§ **Stated problem**
Reproduce the whole post about a first day of stonemasonry below, word for word.
* start Document extract *
Pointing, Purpose and Plans
It’s a Friday evening and I’m back from work. A new job. A freelance gig to supplement my income and do something different. When I told my mum what I was about to do, she was horrified. Ma fille…. She’s always wanted me to be more ladylike, more feminine, than I turned out to be, adorning my room and me as a child in pink, flowers and loveliness. And then, there I was, getting into sports, photography, cycling, van-driving, van-living and now…
Stonemasonry.
Ok, I wasn’t engraving headstones, though I did ask if their business did that ever and I was told that that was a separate industry of its own. No. Today on my first day, I spent my time pointing. Not my finger. Not trying to indicate anything of particular interest. No. Pointing, it would appear, means:
The act of removing mortar from between the joints of a stone or brick wall, and replacing it with new mortar; also, the material with which the joints are refilled.
I did the latter, using wood ash mortar. Pointing requires great concentration, patience, attention to detail and when you’re slightly OCD like me, it turns out I was a dab hand at it. My one gripe for the day was the bitter bone-reaching cold that was upon us in the UK today. Nearly mid-May, my feet having once been the happy inhabitants of Birkenstocks come the start of May when I lived in Italy, doth protest. I’m still wearing my winter hiking socks here! What is going on?!
I’ll admit, I had rather mixed feelings at the prospect of doing this work. A part of me was excited - a new experience, work which was away from my computer, from the ever-encroaching digital world, outside and manual. I’ve always been quite the “intellectual”, a bit of a “nerd”, with my head in books, my mind wrapping itself around language and communication, my heart expressing my art through music, photography, theatre and the written word. What on earth was I doing in scruffy clothes, visor and big gloves?! On scaffolding at that! It wasn’t high, but still, I was well and truly out of comfort zone.
* end Document extract *
* start Dataset content *
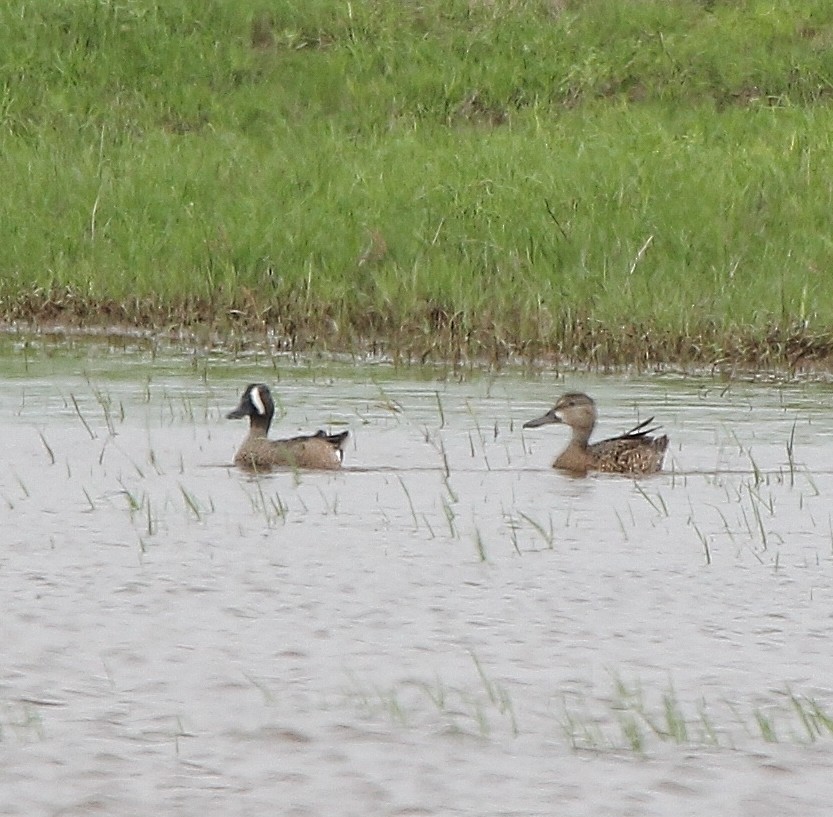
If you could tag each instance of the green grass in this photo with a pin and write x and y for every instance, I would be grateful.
(614, 183)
* end Dataset content *
§ **Result of this task**
Pointing, Purpose and Plans
It’s a Friday evening and I’m back from work. A new job. A freelance gig to supplement my income and do something different. When I told my mum what I was about to do, she was horrified. Ma fille…. She’s always wanted me to be more ladylike, more feminine, than I turned out to be, adorning my room and me as a child in pink, flowers and loveliness. And then, there I was, getting into sports, photography, cycling, van-driving, van-living and now…
Stonemasonry.
Ok, I wasn’t engraving headstones, though I did ask if their business did that ever and I was told that that was a separate industry of its own. No. Today on my first day, I spent my time pointing. Not my finger. Not trying to indicate anything of particular interest. No. Pointing, it would appear, means:
The act of removing mortar from between the joints of a stone or brick wall, and replacing it with new mortar; also, the material with which the joints are refilled.
I did the latter, using wood ash mortar. Pointing requires great concentration, patience, attention to detail and when you’re slightly OCD like me, it turns out I was a dab hand at it. My one gripe for the day was the bitter bone-reaching cold that was upon us in the UK today. Nearly mid-May, my feet having once been the happy inhabitants of Birkenstocks come the start of May when I lived in Italy, doth protest. I’m still wearing my winter hiking socks here! What is going on?!
I’ll admit, I had rather mixed feelings at the prospect of doing this work. A part of me was excited - a new experience, work which was away from my computer, from the ever-encroaching digital world, outside and manual. I’ve always been quite the “intellectual”, a bit of a “nerd”, with my head in books, my mind wrapping itself around language and communication, my heart expressing my art through music, photography, theatre and the written word. What on earth was I doing in scruffy clothes, visor and big gloves?! On scaffolding at that! It wasn’t high, but still, I was well and truly out of comfort zone.